Return exactly the span of lines that opens with the line containing "Check that each instance of the white kitchen" and closes with the last line of the data, inclusive.

==============================

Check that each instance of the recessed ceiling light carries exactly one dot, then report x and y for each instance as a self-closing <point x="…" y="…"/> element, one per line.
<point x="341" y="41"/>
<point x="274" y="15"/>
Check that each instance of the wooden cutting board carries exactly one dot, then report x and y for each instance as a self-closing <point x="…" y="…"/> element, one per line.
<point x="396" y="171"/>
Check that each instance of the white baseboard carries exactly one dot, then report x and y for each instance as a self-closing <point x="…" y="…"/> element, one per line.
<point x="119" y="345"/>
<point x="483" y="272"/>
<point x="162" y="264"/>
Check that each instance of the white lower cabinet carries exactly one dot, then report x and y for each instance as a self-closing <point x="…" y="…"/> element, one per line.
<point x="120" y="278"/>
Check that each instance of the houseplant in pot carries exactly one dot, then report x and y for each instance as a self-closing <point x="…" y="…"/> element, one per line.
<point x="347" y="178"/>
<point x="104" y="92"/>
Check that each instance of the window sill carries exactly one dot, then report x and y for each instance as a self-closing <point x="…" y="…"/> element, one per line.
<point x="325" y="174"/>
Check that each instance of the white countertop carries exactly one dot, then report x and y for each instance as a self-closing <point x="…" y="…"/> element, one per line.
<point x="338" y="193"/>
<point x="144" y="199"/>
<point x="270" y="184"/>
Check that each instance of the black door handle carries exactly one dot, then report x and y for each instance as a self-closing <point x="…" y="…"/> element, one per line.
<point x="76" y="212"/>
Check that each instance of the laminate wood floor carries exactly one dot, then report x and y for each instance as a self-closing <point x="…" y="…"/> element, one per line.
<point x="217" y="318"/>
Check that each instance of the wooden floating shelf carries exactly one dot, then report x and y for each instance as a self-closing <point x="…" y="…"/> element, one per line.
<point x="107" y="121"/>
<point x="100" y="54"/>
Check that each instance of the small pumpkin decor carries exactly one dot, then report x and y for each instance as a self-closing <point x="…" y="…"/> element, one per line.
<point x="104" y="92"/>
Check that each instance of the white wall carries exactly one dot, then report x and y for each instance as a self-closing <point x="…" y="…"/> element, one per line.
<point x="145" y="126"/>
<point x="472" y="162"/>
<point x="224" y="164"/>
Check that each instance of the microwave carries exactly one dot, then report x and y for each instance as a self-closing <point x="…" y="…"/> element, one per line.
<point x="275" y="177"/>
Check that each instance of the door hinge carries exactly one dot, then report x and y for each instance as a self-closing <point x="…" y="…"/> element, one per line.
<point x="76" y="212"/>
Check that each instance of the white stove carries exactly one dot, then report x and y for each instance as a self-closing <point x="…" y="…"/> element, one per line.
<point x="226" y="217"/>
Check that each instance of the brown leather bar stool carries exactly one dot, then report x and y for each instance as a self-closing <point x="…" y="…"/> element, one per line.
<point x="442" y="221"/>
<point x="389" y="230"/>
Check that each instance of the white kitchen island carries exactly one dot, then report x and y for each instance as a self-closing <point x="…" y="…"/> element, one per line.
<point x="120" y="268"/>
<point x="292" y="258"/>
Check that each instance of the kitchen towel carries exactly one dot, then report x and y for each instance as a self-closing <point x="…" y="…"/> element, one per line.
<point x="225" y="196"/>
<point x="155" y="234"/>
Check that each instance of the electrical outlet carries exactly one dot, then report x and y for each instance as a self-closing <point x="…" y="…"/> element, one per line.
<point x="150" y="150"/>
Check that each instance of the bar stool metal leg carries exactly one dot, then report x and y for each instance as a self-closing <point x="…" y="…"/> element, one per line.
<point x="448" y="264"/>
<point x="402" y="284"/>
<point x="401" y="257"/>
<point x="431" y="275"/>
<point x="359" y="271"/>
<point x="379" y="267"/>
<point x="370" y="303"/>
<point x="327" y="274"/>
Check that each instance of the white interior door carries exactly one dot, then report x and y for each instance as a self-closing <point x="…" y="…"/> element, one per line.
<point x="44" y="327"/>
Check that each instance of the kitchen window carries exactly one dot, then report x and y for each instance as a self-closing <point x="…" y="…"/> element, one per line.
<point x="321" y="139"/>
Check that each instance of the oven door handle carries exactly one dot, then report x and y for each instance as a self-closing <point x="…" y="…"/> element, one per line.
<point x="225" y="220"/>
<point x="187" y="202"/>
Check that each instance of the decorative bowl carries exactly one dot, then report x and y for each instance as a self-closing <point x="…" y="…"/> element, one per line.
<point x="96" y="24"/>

==============================

● **In response**:
Check that each instance of the white kitchen island carries exactly one dot, then report x and y for each instance as a self-closing <point x="…" y="…"/> element, one per line.
<point x="120" y="268"/>
<point x="292" y="258"/>
Check that each instance of the kitchen towel carries exactly one dot, then report x and y for each instance as a self-closing <point x="…" y="…"/> element, one per line.
<point x="225" y="196"/>
<point x="155" y="234"/>
Check that each instance of the electrical outlet carries exactly one dot, then report x and y for each instance as a self-closing <point x="…" y="…"/> element, one per line.
<point x="150" y="150"/>
Check that each instance of the bar stool metal leg carries exactly one dot, then report x and y for each instance as a self-closing <point x="…" y="…"/> element, one per line.
<point x="448" y="264"/>
<point x="402" y="284"/>
<point x="401" y="257"/>
<point x="431" y="275"/>
<point x="359" y="271"/>
<point x="379" y="267"/>
<point x="370" y="303"/>
<point x="327" y="274"/>
Check that each instance of the white interior door carries exactly one dot, then report x and y for each instance as a self-closing <point x="…" y="…"/> element, one per line.
<point x="44" y="327"/>
Check that each instance of the kitchen window carries exactly one dot, then report x and y for each instance as a self-closing <point x="…" y="…"/> element, one per line.
<point x="321" y="139"/>
Check that each instance of the oven door handle carries exactly one dot, then report x and y for each instance as a self-closing <point x="…" y="…"/> element, one per line.
<point x="225" y="220"/>
<point x="187" y="202"/>
Check that each instance of the decorative bowl carries exactly one dot, then report x and y for each instance as a self-closing <point x="…" y="…"/> element, one per line.
<point x="96" y="24"/>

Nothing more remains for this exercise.